→ Data lines:
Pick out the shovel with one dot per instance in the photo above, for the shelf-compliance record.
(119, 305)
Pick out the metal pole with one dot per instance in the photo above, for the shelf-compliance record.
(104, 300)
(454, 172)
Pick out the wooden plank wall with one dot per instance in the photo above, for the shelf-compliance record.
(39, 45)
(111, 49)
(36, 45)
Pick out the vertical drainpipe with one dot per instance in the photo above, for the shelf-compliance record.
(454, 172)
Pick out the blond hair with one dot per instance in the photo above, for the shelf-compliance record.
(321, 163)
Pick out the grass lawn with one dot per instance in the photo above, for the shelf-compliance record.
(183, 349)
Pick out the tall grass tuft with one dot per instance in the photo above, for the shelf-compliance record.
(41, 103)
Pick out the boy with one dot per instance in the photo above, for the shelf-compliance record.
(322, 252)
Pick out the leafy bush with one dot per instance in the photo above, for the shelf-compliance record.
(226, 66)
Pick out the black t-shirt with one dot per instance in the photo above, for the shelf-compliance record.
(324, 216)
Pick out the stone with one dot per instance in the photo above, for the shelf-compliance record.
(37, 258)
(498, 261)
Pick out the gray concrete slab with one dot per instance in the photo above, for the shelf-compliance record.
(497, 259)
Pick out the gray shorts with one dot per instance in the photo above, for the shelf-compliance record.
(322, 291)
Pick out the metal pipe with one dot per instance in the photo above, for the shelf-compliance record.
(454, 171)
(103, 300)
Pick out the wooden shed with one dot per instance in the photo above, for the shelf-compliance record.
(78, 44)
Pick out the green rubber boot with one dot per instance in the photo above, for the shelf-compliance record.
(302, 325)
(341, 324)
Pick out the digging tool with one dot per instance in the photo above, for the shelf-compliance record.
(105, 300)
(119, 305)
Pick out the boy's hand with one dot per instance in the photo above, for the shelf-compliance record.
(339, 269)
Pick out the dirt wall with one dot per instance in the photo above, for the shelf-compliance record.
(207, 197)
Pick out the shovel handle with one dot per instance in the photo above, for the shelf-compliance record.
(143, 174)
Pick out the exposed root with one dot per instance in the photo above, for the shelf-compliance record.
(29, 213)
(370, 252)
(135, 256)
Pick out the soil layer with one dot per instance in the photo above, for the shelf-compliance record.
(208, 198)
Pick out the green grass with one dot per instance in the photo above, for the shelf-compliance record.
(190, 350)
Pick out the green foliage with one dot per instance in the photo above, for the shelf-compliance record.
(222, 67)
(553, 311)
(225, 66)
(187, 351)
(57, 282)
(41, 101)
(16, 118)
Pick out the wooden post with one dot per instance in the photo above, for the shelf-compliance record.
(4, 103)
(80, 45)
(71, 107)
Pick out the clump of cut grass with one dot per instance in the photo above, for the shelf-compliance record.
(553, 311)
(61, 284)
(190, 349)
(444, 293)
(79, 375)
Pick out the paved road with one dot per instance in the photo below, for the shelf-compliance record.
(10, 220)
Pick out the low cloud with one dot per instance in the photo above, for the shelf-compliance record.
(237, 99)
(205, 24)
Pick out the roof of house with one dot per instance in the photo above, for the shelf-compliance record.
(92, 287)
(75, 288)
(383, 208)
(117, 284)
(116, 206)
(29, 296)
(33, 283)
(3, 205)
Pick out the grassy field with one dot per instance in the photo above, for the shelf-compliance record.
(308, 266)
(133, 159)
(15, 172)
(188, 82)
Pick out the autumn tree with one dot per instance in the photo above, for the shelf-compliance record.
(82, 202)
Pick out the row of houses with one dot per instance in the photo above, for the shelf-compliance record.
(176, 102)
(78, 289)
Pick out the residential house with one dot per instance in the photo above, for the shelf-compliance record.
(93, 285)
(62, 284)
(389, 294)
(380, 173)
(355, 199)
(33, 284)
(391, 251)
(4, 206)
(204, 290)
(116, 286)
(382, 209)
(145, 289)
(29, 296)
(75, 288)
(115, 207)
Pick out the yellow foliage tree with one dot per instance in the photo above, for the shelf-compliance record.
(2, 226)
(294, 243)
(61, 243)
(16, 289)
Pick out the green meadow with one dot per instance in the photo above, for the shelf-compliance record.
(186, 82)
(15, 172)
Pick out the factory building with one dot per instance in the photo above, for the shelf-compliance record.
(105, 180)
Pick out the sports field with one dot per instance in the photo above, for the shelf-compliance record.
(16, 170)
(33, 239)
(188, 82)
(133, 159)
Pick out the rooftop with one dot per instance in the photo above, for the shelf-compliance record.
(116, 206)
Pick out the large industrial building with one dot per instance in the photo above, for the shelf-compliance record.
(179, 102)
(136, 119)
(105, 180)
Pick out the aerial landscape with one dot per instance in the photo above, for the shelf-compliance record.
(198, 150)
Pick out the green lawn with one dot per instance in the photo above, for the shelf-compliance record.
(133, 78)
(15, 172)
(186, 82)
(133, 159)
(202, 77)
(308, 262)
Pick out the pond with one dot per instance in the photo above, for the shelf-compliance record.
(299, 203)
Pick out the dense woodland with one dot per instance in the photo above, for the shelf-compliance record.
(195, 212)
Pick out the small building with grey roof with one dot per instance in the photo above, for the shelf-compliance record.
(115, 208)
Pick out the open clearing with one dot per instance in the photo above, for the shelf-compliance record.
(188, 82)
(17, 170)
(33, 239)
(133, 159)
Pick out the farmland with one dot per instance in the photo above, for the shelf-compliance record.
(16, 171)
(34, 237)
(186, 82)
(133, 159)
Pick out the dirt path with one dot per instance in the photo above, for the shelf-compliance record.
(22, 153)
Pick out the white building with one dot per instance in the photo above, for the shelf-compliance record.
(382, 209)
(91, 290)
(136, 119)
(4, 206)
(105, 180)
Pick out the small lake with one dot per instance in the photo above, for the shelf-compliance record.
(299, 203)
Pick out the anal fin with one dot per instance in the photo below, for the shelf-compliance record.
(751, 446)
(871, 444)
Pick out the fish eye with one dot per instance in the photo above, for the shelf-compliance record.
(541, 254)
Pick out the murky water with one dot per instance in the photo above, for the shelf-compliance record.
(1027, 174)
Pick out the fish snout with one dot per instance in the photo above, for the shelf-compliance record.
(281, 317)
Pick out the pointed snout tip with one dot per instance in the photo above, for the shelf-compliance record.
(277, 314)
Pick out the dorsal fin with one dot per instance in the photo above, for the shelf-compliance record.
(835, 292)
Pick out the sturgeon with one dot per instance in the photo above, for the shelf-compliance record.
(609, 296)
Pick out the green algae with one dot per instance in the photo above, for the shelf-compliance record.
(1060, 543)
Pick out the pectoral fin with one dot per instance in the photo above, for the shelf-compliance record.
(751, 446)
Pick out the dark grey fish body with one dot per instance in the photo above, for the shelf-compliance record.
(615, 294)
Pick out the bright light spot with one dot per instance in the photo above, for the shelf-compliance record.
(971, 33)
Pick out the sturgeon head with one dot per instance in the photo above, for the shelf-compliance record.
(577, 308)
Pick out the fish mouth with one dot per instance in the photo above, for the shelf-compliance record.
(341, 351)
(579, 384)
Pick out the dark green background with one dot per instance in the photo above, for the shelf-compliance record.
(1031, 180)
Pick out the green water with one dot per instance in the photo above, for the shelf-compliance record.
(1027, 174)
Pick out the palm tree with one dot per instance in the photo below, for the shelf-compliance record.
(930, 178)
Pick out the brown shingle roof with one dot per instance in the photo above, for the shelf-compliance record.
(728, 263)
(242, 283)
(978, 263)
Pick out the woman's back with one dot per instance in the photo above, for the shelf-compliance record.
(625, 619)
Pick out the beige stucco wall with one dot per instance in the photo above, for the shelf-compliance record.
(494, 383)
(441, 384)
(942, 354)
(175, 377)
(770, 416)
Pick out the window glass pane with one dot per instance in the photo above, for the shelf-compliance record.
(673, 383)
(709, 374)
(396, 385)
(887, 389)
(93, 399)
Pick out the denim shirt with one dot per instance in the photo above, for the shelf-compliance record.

→ Your instructions: Please convert every line above into a Markdown table with two columns, "Row" and "Line text". Number each row in order and skip any blank lines.

→ Result:
| Row | Line text |
|---|---|
| 1 | Pick out the shovel with one dot per instance in the photo above, for the shelf-compliance record. |
| 2 | (119, 305) |
| 3 | Pick out the metal pole with one dot per instance in the photo above, for the shelf-compliance record. |
| 4 | (104, 300) |
| 5 | (454, 172) |
| 6 | Pick out the wooden plank wall with one dot per instance in the photo above, for the shelf-compliance record. |
| 7 | (39, 45) |
| 8 | (111, 49) |
| 9 | (36, 45) |
| 10 | Pick out the vertical drainpipe with one dot per instance in the photo above, for the shelf-compliance record. |
| 11 | (454, 172) |
| 12 | Pick out the blond hair with one dot per instance in the photo above, for the shelf-compliance record. |
| 13 | (321, 163) |
| 14 | Pick out the grass lawn with one dot per instance in the photo above, for the shelf-compliance record. |
| 15 | (183, 349) |
| 16 | Pick out the tall grass tuft with one dot per instance in the photo above, for the shelf-compliance record. |
| 17 | (41, 103) |
| 18 | Pick out the boy with one dot per instance in the photo above, for the shelf-compliance record. |
| 19 | (322, 252) |
| 20 | Pick out the leafy bush with one dot per instance in the photo above, for the shelf-compliance record. |
| 21 | (226, 66) |
| 22 | Pick out the black t-shirt with one dot per instance in the photo above, for the shelf-compliance record. |
| 23 | (324, 216) |
| 24 | Pick out the stone with one dot per instance in the photo above, for the shelf-compliance record. |
| 25 | (37, 258) |
| 26 | (498, 261) |
| 27 | Pick out the gray concrete slab with one dot per instance in the photo above, for the shelf-compliance record. |
| 28 | (497, 259) |
| 29 | Pick out the gray shorts with one dot per instance in the photo above, for the shelf-compliance record. |
| 30 | (322, 291) |
| 31 | Pick out the metal pipe with one dot per instance in the photo above, for the shelf-compliance record. |
| 32 | (454, 171) |
| 33 | (103, 300) |
| 34 | Pick out the wooden shed with one dot per instance in the photo above, for the shelf-compliance record. |
| 35 | (78, 44) |
| 36 | Pick out the green rubber boot with one dot per instance in the photo above, for the shelf-compliance record. |
| 37 | (302, 325) |
| 38 | (341, 324) |
| 39 | Pick out the digging tool with one dot per instance in the photo above, for the shelf-compliance record. |
| 40 | (105, 300) |
| 41 | (119, 305) |
| 42 | Pick out the boy's hand with one dot per instance in the photo above, for the shelf-compliance record. |
| 43 | (339, 269) |
| 44 | Pick out the dirt wall with one dot per instance in the photo above, for the shelf-compliance record. |
| 45 | (207, 197) |
| 46 | Pick out the shovel handle with one dot per instance in the photo above, for the shelf-compliance record. |
| 47 | (143, 174) |
| 48 | Pick out the exposed root with one dot per instance in the photo above, for the shelf-compliance record. |
| 49 | (29, 213) |
| 50 | (370, 252) |
| 51 | (135, 256) |
| 52 | Pick out the soil layer with one dot per instance in the photo above, for the shelf-compliance record. |
| 53 | (208, 198) |
| 54 | Pick out the green grass with one dot per instance in the photo above, for the shelf-compliance record. |
| 55 | (190, 350) |
| 56 | Pick out the green foliage with one dot per instance in the photo above, for the shelf-compliance record. |
| 57 | (222, 67) |
| 58 | (553, 311) |
| 59 | (225, 66) |
| 60 | (187, 351) |
| 61 | (57, 282) |
| 62 | (41, 101) |
| 63 | (16, 118) |
| 64 | Pick out the wooden post with one dot per instance in the photo above, for the shelf-compliance record. |
| 65 | (4, 103) |
| 66 | (80, 45) |
| 67 | (71, 107) |
| 68 | Pick out the clump of cut grass with one dot per instance in the photo above, for the shelf-compliance record. |
| 69 | (553, 311) |
| 70 | (61, 284) |
| 71 | (190, 349) |
| 72 | (444, 293) |
| 73 | (79, 375) |
| 74 | Pick out the paved road with one dot per instance in the photo below, for the shelf-compliance record. |
| 75 | (10, 220) |
| 76 | Pick out the low cloud with one dot per instance in the photo above, for the shelf-compliance record. |
| 77 | (237, 99) |
| 78 | (205, 24) |
| 79 | Pick out the roof of house with one dot per instance in the photo above, for the shelf-compliance record. |
| 80 | (92, 287) |
| 81 | (75, 288) |
| 82 | (383, 208) |
| 83 | (117, 284) |
| 84 | (116, 206) |
| 85 | (29, 296) |
| 86 | (33, 283) |
| 87 | (3, 205) |
| 88 | Pick out the grassy field with one dot per instance in the photo above, for the shelf-compliance record. |
| 89 | (308, 266) |
| 90 | (133, 159) |
| 91 | (15, 172) |
| 92 | (188, 82) |
| 93 | Pick out the autumn tree with one dot per instance in the photo above, for the shelf-compliance record. |
| 94 | (82, 202) |
| 95 | Pick out the row of houses with one dot per instance in the photo above, for the shelf-compliance record. |
| 96 | (176, 102) |
| 97 | (78, 289) |
| 98 | Pick out the residential house with one dot per instance in the photo above, for the shelf-compliance record. |
| 99 | (93, 285) |
| 100 | (62, 284) |
| 101 | (389, 294) |
| 102 | (380, 173) |
| 103 | (355, 199) |
| 104 | (33, 284) |
| 105 | (391, 251) |
| 106 | (4, 206) |
| 107 | (204, 290) |
| 108 | (116, 286) |
| 109 | (382, 209) |
| 110 | (145, 289) |
| 111 | (29, 296) |
| 112 | (75, 288) |
| 113 | (115, 207) |
| 114 | Pick out the yellow foliage tree with one dot per instance in the photo above, for the shelf-compliance record. |
| 115 | (2, 226) |
| 116 | (294, 243) |
| 117 | (61, 243) |
| 118 | (16, 289) |
| 119 | Pick out the green meadow with one dot per instance in the photo above, for the shelf-compliance record. |
| 120 | (186, 82) |
| 121 | (15, 172) |
| 122 | Pick out the factory building with one dot per instance in the photo above, for the shelf-compliance record. |
| 123 | (105, 180) |
| 124 | Pick out the sports field with one dot per instance in the photo above, for the shelf-compliance record. |
| 125 | (16, 170) |
| 126 | (33, 239) |
| 127 | (188, 82) |
| 128 | (133, 159) |
| 129 | Pick out the rooftop with one dot per instance in the photo above, for the shelf-compliance record. |
| 130 | (116, 206) |
| 131 | Pick out the large industrial building with one dot per instance in the photo above, for the shelf-compliance record. |
| 132 | (179, 102) |
| 133 | (136, 119) |
| 134 | (105, 180) |
| 135 | Pick out the aerial landscape with one dot per instance in the photo above, for the shelf-compliance record. |
| 136 | (198, 150) |
| 137 | Pick out the green lawn with one dot per instance in the photo above, for the shelf-compliance record. |
| 138 | (133, 78) |
| 139 | (15, 172) |
| 140 | (186, 82) |
| 141 | (133, 159) |
| 142 | (202, 77) |
| 143 | (308, 262) |
| 144 | Pick out the pond with one dot per instance in the photo above, for the shelf-compliance record. |
| 145 | (299, 203) |
| 146 | Pick out the dense woodland with one dot per instance in the photo above, for the shelf-compliance record. |
| 147 | (195, 212) |
| 148 | Pick out the small building with grey roof with one dot per instance in the photo above, for the shelf-compliance record. |
| 149 | (115, 208) |
| 150 | Pick out the open clearing with one dot per instance in the photo above, for the shelf-compliance record. |
| 151 | (188, 82) |
| 152 | (17, 170) |
| 153 | (33, 239) |
| 154 | (133, 159) |
| 155 | Pick out the farmland with one dot per instance in the photo above, for the shelf-compliance record. |
| 156 | (16, 171) |
| 157 | (34, 237) |
| 158 | (186, 82) |
| 159 | (133, 159) |
| 160 | Pick out the dirt path with one dot per instance in the photo above, for the shelf-compliance record. |
| 161 | (22, 153) |
| 162 | Pick out the white building with one dot per instance in the photo above, for the shelf-compliance record. |
| 163 | (382, 209) |
| 164 | (91, 290) |
| 165 | (136, 119) |
| 166 | (4, 206) |
| 167 | (105, 180) |
| 168 | Pick out the small lake with one dot per instance in the photo above, for the shelf-compliance record. |
| 169 | (299, 203) |
| 170 | Pick out the anal fin with one dot per instance in the photo below, for the shelf-compliance record. |
| 171 | (751, 446) |
| 172 | (871, 444) |
| 173 | Pick out the fish eye with one dot per instance in the photo above, for the shelf-compliance record. |
| 174 | (541, 254) |
| 175 | Pick out the murky water with one dot per instance in the photo above, for the shelf-compliance record. |
| 176 | (1027, 174) |
| 177 | Pick out the fish snout with one dot per instance in the photo above, for the shelf-compliance record. |
| 178 | (281, 317) |
| 179 | Pick out the pointed snout tip with one dot per instance in the photo above, for the shelf-compliance record. |
| 180 | (277, 314) |
| 181 | Pick out the dorsal fin with one dot per instance in the photo above, for the shelf-compliance record. |
| 182 | (835, 292) |
| 183 | Pick out the sturgeon with one dot per instance in the photo above, for the shelf-compliance record. |
| 184 | (609, 296) |
| 185 | Pick out the green algae with one dot per instance in the photo above, for the shelf-compliance record. |
| 186 | (1060, 543) |
| 187 | Pick out the pectoral fin with one dot per instance in the photo above, for the shelf-compliance record. |
| 188 | (751, 446) |
| 189 | Pick out the dark grey fish body with one dot per instance in the photo above, for the shelf-compliance record. |
| 190 | (615, 294) |
| 191 | Pick out the bright light spot with one dot per instance in the photo above, for the shelf-compliance record. |
| 192 | (971, 33) |
| 193 | Pick out the sturgeon head with one dot per instance in the photo above, for the shelf-compliance record. |
| 194 | (577, 308) |
| 195 | Pick out the fish mouth with one dot per instance in the photo above, for the shelf-compliance record. |
| 196 | (341, 351) |
| 197 | (579, 384) |
| 198 | Pick out the dark green background with one dot per instance in the photo above, for the shelf-compliance record. |
| 199 | (1031, 180) |
| 200 | Pick out the green water with one dot per instance in the photo above, for the shelf-compliance record. |
| 201 | (1027, 174) |
| 202 | Pick out the palm tree with one dot per instance in the photo below, for the shelf-compliance record. |
| 203 | (930, 178) |
| 204 | Pick out the brown shingle roof with one dot per instance in the photo above, for the shelf-compliance record. |
| 205 | (728, 263) |
| 206 | (242, 283) |
| 207 | (978, 263) |
| 208 | Pick out the woman's back with one dot per instance in the photo above, for the shelf-compliance record. |
| 209 | (625, 619) |
| 210 | Pick out the beige stucco wall with one dot per instance in the photo above, for the shelf-compliance record. |
| 211 | (494, 383) |
| 212 | (441, 384) |
| 213 | (942, 354) |
| 214 | (175, 377) |
| 215 | (770, 416) |
| 216 | Pick out the window glass pane with one dot per instance in the photo above, for the shelf-compliance record. |
| 217 | (673, 383) |
| 218 | (709, 374) |
| 219 | (396, 385) |
| 220 | (887, 389) |
| 221 | (93, 399) |
| 222 | Pick out the denim shirt with one dot per instance in the photo above, for the shelf-compliance record. |